- _Your assignment_
The whole of the data must be transcribed exactly.

────

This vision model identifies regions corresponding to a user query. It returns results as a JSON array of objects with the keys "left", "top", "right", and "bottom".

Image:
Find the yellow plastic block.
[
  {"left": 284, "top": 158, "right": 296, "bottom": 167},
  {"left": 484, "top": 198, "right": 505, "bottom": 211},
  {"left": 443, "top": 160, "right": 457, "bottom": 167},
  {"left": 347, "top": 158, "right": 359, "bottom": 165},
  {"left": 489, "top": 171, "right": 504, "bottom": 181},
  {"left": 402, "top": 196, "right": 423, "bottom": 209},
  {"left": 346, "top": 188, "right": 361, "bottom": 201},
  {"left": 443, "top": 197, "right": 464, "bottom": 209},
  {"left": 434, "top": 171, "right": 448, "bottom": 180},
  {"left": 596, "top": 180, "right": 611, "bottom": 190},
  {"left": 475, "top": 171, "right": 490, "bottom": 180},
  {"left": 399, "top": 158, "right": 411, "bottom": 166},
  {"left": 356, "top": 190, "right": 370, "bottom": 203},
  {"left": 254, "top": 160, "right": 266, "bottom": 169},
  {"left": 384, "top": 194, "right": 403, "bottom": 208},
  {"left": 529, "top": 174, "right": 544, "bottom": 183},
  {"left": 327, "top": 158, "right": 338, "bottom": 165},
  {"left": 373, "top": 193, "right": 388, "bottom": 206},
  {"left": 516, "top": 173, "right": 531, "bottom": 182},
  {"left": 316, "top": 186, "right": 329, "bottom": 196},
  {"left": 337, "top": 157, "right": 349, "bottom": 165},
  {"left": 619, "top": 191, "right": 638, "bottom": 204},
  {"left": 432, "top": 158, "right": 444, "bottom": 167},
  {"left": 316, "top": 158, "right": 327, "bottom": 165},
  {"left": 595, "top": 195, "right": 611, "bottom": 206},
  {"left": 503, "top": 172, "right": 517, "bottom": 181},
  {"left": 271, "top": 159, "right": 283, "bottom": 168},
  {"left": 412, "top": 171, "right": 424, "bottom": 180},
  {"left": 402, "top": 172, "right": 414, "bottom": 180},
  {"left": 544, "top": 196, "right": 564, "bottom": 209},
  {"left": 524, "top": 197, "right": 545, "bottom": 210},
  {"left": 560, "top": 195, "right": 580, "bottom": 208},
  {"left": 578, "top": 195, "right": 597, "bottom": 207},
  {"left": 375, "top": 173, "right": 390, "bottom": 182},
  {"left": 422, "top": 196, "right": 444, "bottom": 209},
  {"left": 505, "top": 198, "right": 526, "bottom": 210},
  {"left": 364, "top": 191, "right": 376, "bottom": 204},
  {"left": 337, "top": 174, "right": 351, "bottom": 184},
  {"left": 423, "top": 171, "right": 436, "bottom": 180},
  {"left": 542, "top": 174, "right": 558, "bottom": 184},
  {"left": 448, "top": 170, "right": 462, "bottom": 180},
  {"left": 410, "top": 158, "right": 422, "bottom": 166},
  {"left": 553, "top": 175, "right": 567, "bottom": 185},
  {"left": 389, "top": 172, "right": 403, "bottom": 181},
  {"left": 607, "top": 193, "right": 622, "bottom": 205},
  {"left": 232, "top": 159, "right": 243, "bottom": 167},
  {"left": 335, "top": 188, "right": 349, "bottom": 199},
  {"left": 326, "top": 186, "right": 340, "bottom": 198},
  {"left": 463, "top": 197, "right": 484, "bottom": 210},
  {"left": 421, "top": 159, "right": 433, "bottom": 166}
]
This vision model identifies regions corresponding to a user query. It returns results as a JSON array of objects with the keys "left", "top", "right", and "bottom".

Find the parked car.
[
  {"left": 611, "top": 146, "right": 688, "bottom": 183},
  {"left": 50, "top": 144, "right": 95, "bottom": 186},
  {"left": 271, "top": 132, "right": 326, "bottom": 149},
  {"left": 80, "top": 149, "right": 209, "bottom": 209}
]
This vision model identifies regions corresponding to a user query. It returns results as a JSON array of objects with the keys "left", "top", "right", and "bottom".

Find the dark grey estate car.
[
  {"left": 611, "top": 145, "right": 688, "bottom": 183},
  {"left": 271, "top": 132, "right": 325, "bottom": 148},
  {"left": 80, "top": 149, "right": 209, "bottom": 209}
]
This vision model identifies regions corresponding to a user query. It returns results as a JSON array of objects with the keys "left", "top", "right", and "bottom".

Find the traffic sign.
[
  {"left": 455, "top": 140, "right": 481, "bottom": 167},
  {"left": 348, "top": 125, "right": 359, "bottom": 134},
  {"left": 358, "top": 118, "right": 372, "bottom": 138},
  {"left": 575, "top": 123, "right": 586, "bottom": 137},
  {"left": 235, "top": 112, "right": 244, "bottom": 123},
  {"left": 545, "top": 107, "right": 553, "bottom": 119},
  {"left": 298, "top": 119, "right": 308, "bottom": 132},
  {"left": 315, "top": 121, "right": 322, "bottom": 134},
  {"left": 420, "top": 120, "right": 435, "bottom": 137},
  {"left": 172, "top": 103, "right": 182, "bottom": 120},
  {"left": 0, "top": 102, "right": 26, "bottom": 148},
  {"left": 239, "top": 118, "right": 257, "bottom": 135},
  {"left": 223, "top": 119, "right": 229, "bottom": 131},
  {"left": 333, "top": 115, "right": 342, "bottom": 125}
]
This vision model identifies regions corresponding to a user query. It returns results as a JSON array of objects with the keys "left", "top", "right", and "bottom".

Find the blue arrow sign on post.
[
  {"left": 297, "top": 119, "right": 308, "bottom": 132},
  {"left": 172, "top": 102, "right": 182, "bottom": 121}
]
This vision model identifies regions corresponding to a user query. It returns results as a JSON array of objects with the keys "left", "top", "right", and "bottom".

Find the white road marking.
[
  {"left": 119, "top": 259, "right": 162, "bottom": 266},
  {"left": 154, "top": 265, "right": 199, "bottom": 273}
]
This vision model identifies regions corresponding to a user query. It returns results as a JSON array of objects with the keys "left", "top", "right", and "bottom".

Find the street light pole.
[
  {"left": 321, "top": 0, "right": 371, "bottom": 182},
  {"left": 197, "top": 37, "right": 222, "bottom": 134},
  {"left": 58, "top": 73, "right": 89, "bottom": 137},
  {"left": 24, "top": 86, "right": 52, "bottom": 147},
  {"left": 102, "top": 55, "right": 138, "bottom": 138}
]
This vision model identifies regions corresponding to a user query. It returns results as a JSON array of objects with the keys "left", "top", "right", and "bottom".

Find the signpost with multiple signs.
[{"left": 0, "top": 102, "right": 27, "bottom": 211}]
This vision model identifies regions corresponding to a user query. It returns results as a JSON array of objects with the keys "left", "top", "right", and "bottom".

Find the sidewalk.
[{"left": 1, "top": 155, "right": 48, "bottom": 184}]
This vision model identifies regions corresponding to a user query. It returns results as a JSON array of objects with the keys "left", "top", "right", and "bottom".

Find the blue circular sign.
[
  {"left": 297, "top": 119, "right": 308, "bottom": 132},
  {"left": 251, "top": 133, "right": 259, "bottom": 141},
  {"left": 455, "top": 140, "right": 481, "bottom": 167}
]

────

- _Task answer_
This vision model identifies regions corresponding to a user query. It returns results as a JSON array of objects with the keys "left", "top", "right", and "bottom".

Image:
Find the yellow plastic block.
[
  {"left": 284, "top": 158, "right": 296, "bottom": 167},
  {"left": 484, "top": 198, "right": 505, "bottom": 211},
  {"left": 443, "top": 160, "right": 457, "bottom": 167},
  {"left": 347, "top": 158, "right": 359, "bottom": 165},
  {"left": 489, "top": 171, "right": 504, "bottom": 181},
  {"left": 402, "top": 196, "right": 423, "bottom": 209},
  {"left": 346, "top": 188, "right": 361, "bottom": 201},
  {"left": 443, "top": 197, "right": 464, "bottom": 209},
  {"left": 434, "top": 171, "right": 448, "bottom": 180},
  {"left": 596, "top": 180, "right": 611, "bottom": 190},
  {"left": 475, "top": 171, "right": 490, "bottom": 180},
  {"left": 399, "top": 158, "right": 411, "bottom": 166},
  {"left": 356, "top": 190, "right": 370, "bottom": 203},
  {"left": 254, "top": 160, "right": 266, "bottom": 169},
  {"left": 384, "top": 194, "right": 403, "bottom": 208},
  {"left": 529, "top": 174, "right": 544, "bottom": 183},
  {"left": 327, "top": 158, "right": 338, "bottom": 165},
  {"left": 373, "top": 193, "right": 388, "bottom": 206},
  {"left": 516, "top": 173, "right": 531, "bottom": 182},
  {"left": 316, "top": 186, "right": 329, "bottom": 196},
  {"left": 337, "top": 157, "right": 349, "bottom": 165},
  {"left": 619, "top": 191, "right": 638, "bottom": 204},
  {"left": 432, "top": 158, "right": 444, "bottom": 167},
  {"left": 316, "top": 158, "right": 327, "bottom": 165},
  {"left": 595, "top": 195, "right": 611, "bottom": 206},
  {"left": 503, "top": 172, "right": 517, "bottom": 181},
  {"left": 271, "top": 159, "right": 283, "bottom": 168},
  {"left": 412, "top": 171, "right": 424, "bottom": 180},
  {"left": 402, "top": 172, "right": 414, "bottom": 180},
  {"left": 544, "top": 196, "right": 564, "bottom": 209},
  {"left": 524, "top": 197, "right": 545, "bottom": 210},
  {"left": 560, "top": 195, "right": 580, "bottom": 208},
  {"left": 578, "top": 195, "right": 597, "bottom": 207},
  {"left": 375, "top": 173, "right": 390, "bottom": 182},
  {"left": 422, "top": 196, "right": 444, "bottom": 209},
  {"left": 505, "top": 198, "right": 526, "bottom": 210},
  {"left": 364, "top": 191, "right": 376, "bottom": 204},
  {"left": 337, "top": 174, "right": 351, "bottom": 184},
  {"left": 423, "top": 171, "right": 436, "bottom": 180},
  {"left": 542, "top": 174, "right": 558, "bottom": 184},
  {"left": 448, "top": 170, "right": 462, "bottom": 180},
  {"left": 410, "top": 158, "right": 422, "bottom": 166},
  {"left": 553, "top": 175, "right": 567, "bottom": 185},
  {"left": 389, "top": 172, "right": 403, "bottom": 181},
  {"left": 607, "top": 193, "right": 622, "bottom": 205},
  {"left": 232, "top": 159, "right": 243, "bottom": 167},
  {"left": 335, "top": 188, "right": 349, "bottom": 199},
  {"left": 326, "top": 186, "right": 340, "bottom": 198},
  {"left": 463, "top": 197, "right": 484, "bottom": 210},
  {"left": 421, "top": 159, "right": 433, "bottom": 166}
]
This vision model identifies regions corresponding to a user query. It returns results as a JSON array of objects with the keys "left", "top", "right", and "bottom".

Find the parked car.
[
  {"left": 611, "top": 146, "right": 688, "bottom": 183},
  {"left": 50, "top": 144, "right": 95, "bottom": 186},
  {"left": 271, "top": 132, "right": 326, "bottom": 149},
  {"left": 80, "top": 149, "right": 209, "bottom": 209}
]
This vision model identifies regions corresponding to a user query. It returns results as a JSON array of objects with the keys "left", "top", "right", and "bottom".

Find the dark grey estate car.
[
  {"left": 611, "top": 145, "right": 688, "bottom": 183},
  {"left": 271, "top": 132, "right": 325, "bottom": 148},
  {"left": 80, "top": 149, "right": 209, "bottom": 209}
]
This vision model identifies regions corresponding to a user query. It returns results as a JSON array of objects with the keys "left", "top", "right", and "bottom".

Find the traffic sign.
[
  {"left": 455, "top": 140, "right": 481, "bottom": 167},
  {"left": 348, "top": 125, "right": 359, "bottom": 134},
  {"left": 358, "top": 118, "right": 372, "bottom": 138},
  {"left": 575, "top": 123, "right": 586, "bottom": 137},
  {"left": 235, "top": 112, "right": 244, "bottom": 123},
  {"left": 545, "top": 107, "right": 553, "bottom": 119},
  {"left": 298, "top": 119, "right": 308, "bottom": 132},
  {"left": 315, "top": 121, "right": 322, "bottom": 134},
  {"left": 420, "top": 120, "right": 435, "bottom": 137},
  {"left": 172, "top": 103, "right": 182, "bottom": 120},
  {"left": 0, "top": 102, "right": 26, "bottom": 148},
  {"left": 239, "top": 118, "right": 257, "bottom": 135},
  {"left": 223, "top": 119, "right": 229, "bottom": 131},
  {"left": 333, "top": 115, "right": 342, "bottom": 125}
]
This vision model identifies regions corresponding to a user query. It returns results as a JSON array of objects with the keys "left", "top", "right", and "bottom".

Find the blue arrow sign on post.
[
  {"left": 297, "top": 119, "right": 308, "bottom": 132},
  {"left": 172, "top": 102, "right": 182, "bottom": 121}
]
This vision model identifies regions corresponding to a user query. It returns results as a JSON array of objects with the keys "left", "top", "right", and "bottom".

Find the white road marking.
[
  {"left": 119, "top": 259, "right": 162, "bottom": 266},
  {"left": 154, "top": 265, "right": 199, "bottom": 273}
]
This vision model identifies regions corresponding to a user query. It returns results as a JSON array of objects with the keys "left", "top", "right", and "bottom".

Find the street light pole.
[
  {"left": 321, "top": 0, "right": 371, "bottom": 182},
  {"left": 197, "top": 37, "right": 222, "bottom": 134},
  {"left": 58, "top": 73, "right": 89, "bottom": 137},
  {"left": 24, "top": 86, "right": 52, "bottom": 147},
  {"left": 102, "top": 55, "right": 138, "bottom": 138}
]
This vision model identifies regions corresponding to a user query. It returns results as a JSON array of objects with the keys "left", "top", "right", and "bottom".

Find the signpost with multiple signs.
[{"left": 0, "top": 102, "right": 27, "bottom": 211}]
This vision model identifies regions corresponding to a user query. It returns results as a JSON array of objects with the keys "left", "top", "right", and "bottom".

Find the sidewalk.
[{"left": 1, "top": 155, "right": 48, "bottom": 184}]
This vision model identifies regions corresponding to a user query. It returns results as a JSON array of objects with the keys "left", "top", "right", and "bottom".

Find the blue circular sign.
[
  {"left": 297, "top": 119, "right": 308, "bottom": 132},
  {"left": 251, "top": 133, "right": 259, "bottom": 141},
  {"left": 455, "top": 140, "right": 481, "bottom": 167}
]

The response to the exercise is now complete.